START Excerpt to read

# Milvus Hybrid Search

TODO

## Installation

First, you need to install `pymilvus` python package.

In [None]:
%pip install --upgrade --quiet pymilvus>=2.4.0

## Examples

In [1]:
from typing import Dict, List
import random

from langchain_core.embeddings import Embeddings
from langchain_community.retrievers.milvus_hybrid_search import MilvusHybridSearchRetriever, SparseEmbeddings



class FakeDenseEmbeddings(Embeddings):
    def embed_documents(self, texts: List[str]) -> List[List[float]]:
        return [[random.random() for i in range(3)] for text in texts]
    
    def embed_query(self, text: str) -> List[float]:
        return self.embed_documents([text])[0]

class FakeSparseEmbeddings(SparseEmbeddings):
    def embed_documents(self, texts: List[str]) -> List[Dict[int, float]]:
        n = 100
        sparse_vectors = []
        for text in texts:
            vector_dict = {}
            k = random.randint(0, 4)
            for i in range(k):
                vector_dict[random.randint(0, n)] = random.random()
            # hack: This maybe Mivus's Bug
            if not vector_dict:
                vector_dict = {0: 0.000001}
            sparse_vectors.append(vector_dict)
        return sparse_vectors
    def embed_query(self, text: str) -> List[float]:
        return self.embed_documents([text])[0]

In [2]:
retriever = MilvusHybridSearchRetriever(
    embedding_functions={
        "dense_1": FakeDenseEmbeddings(),
        "dense_2": FakeDenseEmbeddings(),
    },
    sparse_embedding_functions={
        "sparse_1": FakeSparseEmbeddings(),
        "sparse_2": FakeSparseEmbeddings()
    },
    drop_old=True
)

In [3]:
retriever.add_texts(
    ["a", "b", "c", "d", "e"],
    ids=["id_a", "id_b", "id_c", "id_d", "id_e"]
)

['id_a', 'id_b', 'id_c', 'id_d', 'id_e']

In [4]:
docs = retriever.get_relevant_documents(query="d", k=3)

In [5]:
docs

[Document(page_content='d'),
 Document(page_content='b'),
 Document(page_content='a')]

END Excerpt to read
START Extracted data

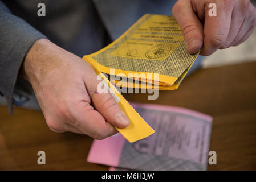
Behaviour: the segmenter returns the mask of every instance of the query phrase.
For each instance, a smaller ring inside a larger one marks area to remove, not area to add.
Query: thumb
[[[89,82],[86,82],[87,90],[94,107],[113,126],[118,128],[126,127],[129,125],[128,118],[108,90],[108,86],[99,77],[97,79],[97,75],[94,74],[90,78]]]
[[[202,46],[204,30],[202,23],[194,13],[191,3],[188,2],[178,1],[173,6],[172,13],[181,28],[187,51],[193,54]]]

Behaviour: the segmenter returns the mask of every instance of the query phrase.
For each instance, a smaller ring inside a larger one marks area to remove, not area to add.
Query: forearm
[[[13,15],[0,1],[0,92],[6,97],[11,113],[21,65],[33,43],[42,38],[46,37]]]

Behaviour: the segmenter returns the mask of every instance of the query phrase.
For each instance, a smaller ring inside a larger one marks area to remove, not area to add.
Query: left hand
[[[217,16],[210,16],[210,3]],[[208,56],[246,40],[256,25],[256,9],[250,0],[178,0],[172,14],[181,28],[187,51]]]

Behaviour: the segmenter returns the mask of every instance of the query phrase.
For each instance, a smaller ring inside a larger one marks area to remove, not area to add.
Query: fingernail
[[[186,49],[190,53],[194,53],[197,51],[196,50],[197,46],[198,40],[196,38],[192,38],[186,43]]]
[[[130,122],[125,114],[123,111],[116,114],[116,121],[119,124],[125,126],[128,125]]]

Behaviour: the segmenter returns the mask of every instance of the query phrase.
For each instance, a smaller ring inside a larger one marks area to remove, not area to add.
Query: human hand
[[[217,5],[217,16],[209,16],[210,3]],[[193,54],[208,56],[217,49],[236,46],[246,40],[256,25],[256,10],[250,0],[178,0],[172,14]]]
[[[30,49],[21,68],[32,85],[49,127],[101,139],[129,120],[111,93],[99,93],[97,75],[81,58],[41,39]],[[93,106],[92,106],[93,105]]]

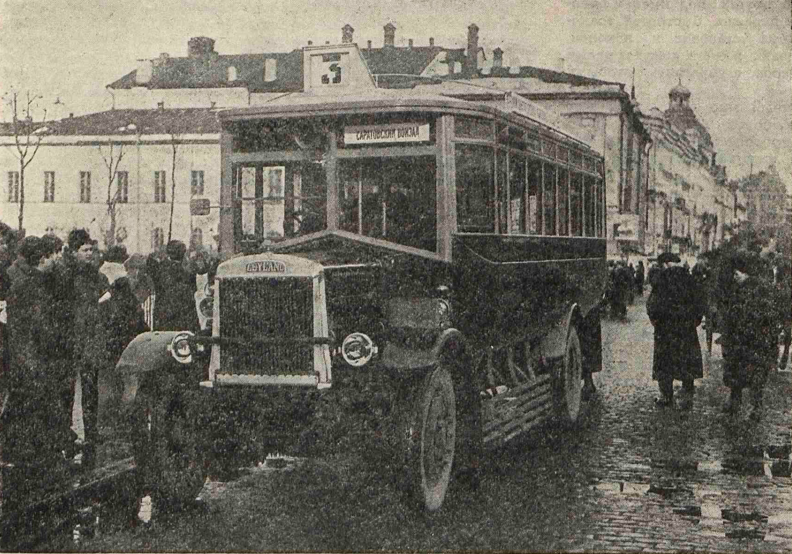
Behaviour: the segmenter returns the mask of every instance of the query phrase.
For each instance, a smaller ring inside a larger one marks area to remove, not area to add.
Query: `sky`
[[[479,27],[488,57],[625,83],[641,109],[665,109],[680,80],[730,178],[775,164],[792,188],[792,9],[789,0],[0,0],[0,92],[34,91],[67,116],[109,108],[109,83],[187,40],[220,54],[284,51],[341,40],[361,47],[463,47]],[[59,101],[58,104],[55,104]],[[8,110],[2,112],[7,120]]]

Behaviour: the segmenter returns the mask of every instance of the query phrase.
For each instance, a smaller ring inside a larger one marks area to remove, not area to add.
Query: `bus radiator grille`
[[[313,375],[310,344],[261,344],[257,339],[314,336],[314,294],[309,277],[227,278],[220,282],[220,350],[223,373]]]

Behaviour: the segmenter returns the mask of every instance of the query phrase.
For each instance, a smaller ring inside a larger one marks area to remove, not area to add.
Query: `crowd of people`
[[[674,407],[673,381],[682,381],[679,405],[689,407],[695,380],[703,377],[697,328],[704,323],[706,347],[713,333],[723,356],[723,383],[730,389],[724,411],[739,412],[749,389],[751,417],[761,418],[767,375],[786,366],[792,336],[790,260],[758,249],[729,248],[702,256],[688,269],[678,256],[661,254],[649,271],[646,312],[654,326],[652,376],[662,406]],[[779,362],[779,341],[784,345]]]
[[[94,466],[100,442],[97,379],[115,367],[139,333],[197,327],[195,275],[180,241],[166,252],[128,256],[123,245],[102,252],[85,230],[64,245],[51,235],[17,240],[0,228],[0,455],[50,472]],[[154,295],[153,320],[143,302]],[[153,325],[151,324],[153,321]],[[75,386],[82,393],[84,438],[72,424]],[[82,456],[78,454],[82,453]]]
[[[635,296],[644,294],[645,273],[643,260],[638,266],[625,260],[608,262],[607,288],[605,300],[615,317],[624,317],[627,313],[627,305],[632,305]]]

END Extracted data
START Extracted data

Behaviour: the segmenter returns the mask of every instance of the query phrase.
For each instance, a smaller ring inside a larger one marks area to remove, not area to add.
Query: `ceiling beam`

END Extracted data

* **Set exercise**: From the Milvus hybrid search page, quote word for word the part starting with "# hack: This" and going on through "sparse_vectors.append(vector_dict)".

* **Correct output**:
# hack: This maybe Mivus's Bug
            if not vector_dict:
                vector_dict = {0: 0.000001}
            sparse_vectors.append(vector_dict)